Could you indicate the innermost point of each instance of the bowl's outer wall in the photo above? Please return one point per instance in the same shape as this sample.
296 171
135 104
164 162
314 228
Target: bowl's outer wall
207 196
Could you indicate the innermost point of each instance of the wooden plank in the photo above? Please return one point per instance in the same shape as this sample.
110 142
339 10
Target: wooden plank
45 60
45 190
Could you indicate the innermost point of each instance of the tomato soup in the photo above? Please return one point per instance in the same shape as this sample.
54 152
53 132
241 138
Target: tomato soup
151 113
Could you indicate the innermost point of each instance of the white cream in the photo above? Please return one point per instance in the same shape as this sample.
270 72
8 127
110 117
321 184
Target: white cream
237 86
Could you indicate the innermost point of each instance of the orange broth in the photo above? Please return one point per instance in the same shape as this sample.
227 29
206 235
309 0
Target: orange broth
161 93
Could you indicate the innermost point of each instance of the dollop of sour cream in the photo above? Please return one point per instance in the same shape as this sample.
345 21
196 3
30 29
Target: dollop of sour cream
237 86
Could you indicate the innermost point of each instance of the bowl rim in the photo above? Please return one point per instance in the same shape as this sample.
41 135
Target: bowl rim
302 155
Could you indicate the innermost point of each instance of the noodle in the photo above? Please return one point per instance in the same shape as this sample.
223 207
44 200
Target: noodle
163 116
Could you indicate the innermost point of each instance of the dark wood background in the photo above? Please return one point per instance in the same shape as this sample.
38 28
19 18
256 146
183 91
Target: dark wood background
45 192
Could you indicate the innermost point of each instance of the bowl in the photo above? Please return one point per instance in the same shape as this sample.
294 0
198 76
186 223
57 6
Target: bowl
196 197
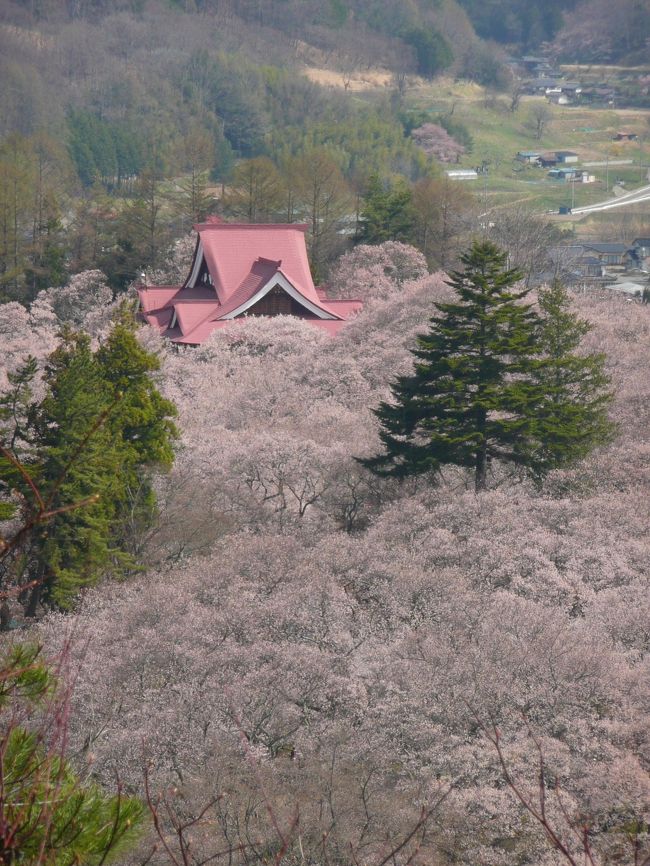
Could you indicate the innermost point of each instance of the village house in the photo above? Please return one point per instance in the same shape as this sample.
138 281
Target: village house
607 253
241 270
530 156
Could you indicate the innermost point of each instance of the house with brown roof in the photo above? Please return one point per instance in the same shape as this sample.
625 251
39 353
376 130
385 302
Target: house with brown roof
240 270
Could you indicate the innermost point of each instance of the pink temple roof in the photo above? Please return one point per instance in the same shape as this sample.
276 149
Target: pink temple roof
235 265
231 248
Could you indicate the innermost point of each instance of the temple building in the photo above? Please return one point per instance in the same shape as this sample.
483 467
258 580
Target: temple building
242 270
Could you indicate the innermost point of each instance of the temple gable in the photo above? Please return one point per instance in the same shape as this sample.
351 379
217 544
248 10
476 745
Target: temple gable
242 270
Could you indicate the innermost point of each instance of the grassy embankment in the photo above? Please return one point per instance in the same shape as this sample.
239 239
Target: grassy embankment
499 133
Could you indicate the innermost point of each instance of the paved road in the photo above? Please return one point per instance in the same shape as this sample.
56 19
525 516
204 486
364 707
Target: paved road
636 197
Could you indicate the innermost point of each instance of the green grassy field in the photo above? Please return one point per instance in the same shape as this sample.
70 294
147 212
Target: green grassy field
499 133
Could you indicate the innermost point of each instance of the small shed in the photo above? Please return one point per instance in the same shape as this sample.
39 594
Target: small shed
566 156
528 155
565 174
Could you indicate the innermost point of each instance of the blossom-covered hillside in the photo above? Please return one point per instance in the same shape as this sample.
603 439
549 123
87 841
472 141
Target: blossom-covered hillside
333 641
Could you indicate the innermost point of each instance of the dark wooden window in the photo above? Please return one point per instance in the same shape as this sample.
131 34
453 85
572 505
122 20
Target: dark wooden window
278 303
204 278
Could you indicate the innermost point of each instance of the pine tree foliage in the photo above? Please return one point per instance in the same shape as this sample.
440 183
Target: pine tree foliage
94 438
493 381
572 415
50 815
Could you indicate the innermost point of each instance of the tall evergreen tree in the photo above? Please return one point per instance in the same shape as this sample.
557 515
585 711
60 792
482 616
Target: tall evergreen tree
51 816
387 214
494 381
572 415
93 438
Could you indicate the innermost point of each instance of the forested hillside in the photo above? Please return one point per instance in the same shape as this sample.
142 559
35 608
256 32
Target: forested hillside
311 637
293 599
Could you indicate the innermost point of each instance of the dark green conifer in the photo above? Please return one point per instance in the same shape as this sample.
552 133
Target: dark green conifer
94 437
572 416
471 398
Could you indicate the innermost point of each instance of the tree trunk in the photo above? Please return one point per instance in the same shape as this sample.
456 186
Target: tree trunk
480 473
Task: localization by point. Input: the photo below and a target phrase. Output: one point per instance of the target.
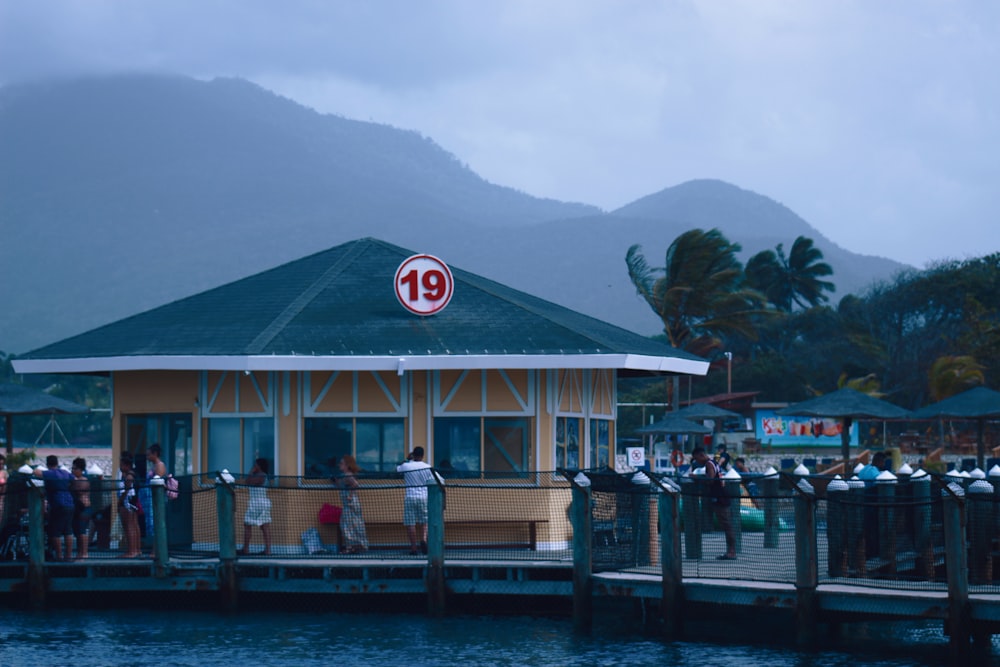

========================

Skipping any pictures, copy the entries exactly as they appear.

Could you indicate the innermost point of each instance of the bowl's outer wall in the photo above? Please return one point per instance in the same shape as this sample.
296 171
135 104
164 162
314 228
Target: bowl's outer wall
207 196
Could you indicate the innermost point of each instance of the wooden plank in the photo above? Please return one point per instance in the same shape as this sample.
110 142
339 10
Target: wooden plank
45 60
45 190
Could you indicate the innermost point of each instance of the tomato soup in the photo above? Please return one point per instance in the same shape as this sample.
54 152
53 132
241 138
Target: tomato soup
151 113
Could you indicate the innermost point of each instance of the white cream in the photo above? Please return one point per instance in the same shape as this sample.
270 72
8 127
110 117
321 184
Target: white cream
237 86
Could you indicate the innermost point of each instance of the orange broth in the photo above? Please return one point per instance in the same shape as this sample.
227 29
206 235
309 0
Target: orange broth
161 93
Could you indicate the innermost point of each instance of the dollop of sour cream in the photo above? Please return one point per instance in the same shape as this sample.
345 21
196 3
30 29
Target: dollop of sour cream
237 86
Could you indicate the innermost point of each instance of the bowl rim in the photo above? Please return one point per instance in the same shape as this sample.
41 135
Target: bowl rim
302 155
Could you indicate the innermost point of each instance of the noodle in the photo above? Please return one point per instance in the same shape as this sample.
223 207
44 200
Target: noodle
163 116
Could you indicate the innermost point of each instance of the dark wood background in the photo above? Please return one point per instance in the same shape as this sample.
38 28
19 18
256 146
183 91
Target: dark wood background
45 192
Could you indicate the innermost point of each instance of the bowl in the photo above? Please return one point per instance in the same shape as this sample.
294 0
198 76
186 223
57 6
Target: bowl
196 197
Could you indicate the innermost point of each instance of the village house in the photo above? Please return one point per instance in the same shape as this sample.
138 281
Target: village house
607 253
241 270
530 156
Could you indicate the innermost point of each instance of the house with brown roof in the photo above? Please return one point per instance in the same shape as this sample.
625 251
39 353
376 130
385 302
Target: house with brown roof
240 270
Could you indicate the innermost point of each instance of the pink temple roof in the photo above? Please return one point per instance in the same shape as this sample.
276 149
Target: pink temple roof
235 265
231 248
Could you indicate the innermost point of each instance of the temple building in the photo above? Please return one point per instance in the same shape as this sample.
483 467
258 580
Target: temple building
242 270
Could you indicate the innermost point of each instance of the temple gable in the photo above? Please return one point per instance in the same shape as this sample.
351 379
217 544
248 10
476 745
Target: temple gable
242 270
Could you indicate the innermost point of each instance of the grassy embankment in the photo above? Please return one point per instance in the same shape as this sample.
239 239
Target: grassy embankment
499 133
Could you indicate the innermost point of each instance of the paved road in the photo above? Please return one point per instance in the same shape as this sample.
56 19
525 516
204 486
364 707
Target: paved road
636 197
Could you indicate the innermost point of each instance of the green grassy field in the photo above? Please return one point per instance in the same shape as this sample.
70 294
147 212
Target: green grassy field
499 133
Could you indicate the innermost point of each instance of the small shed in the photo above? Please return one point per instance in the same shape as this sample.
39 594
Target: small shed
566 156
528 155
565 174
Could you indicate the innermost point of each instance of the blossom-covered hillside in the photo above? Please return one point per instance in the same shape as this sample.
603 439
549 123
87 841
472 141
Target: blossom-covered hillside
333 641
Could you indicate the innermost point of each instance of the dark wooden window in the photo above? Please return one point per instance in the same shape as this sample.
131 34
453 85
572 505
122 20
Target: dark wooden window
278 303
204 278
Could you indicate the innermost point of each instance of the pine tree foliage in the photo above? Please return one point per instance in the same shape as this sample.
440 183
Target: pine tree foliage
94 438
493 381
572 415
50 815
Could you indicate the innermost point of each instance of the tall evergreen tree in the photo above? Please return one point per instance in the same shape as this sample.
557 515
585 711
60 792
482 616
Target: tall evergreen tree
51 816
387 214
494 381
572 415
93 438
Could you indicate the innermost point of each instance of the forested hillside in the photo above? Please return one point per instance in the same shape as this sample.
142 559
35 608
256 32
Target: forested hillside
311 637
293 599
Could you indicate the innermost point of each instance of the dark green conifer in the photo above? Please return one point per instance in the same shape as this sample.
552 133
Target: dark green conifer
94 437
572 416
471 398
Could you indicate the innermost point of each instance of the tree trunk in the photo above? Please return one point per instance in the same shape as this sample.
456 186
Target: tree trunk
480 473
Task: localization by point. Input: the photo below and a target phrase. Output: one point per instance of the target.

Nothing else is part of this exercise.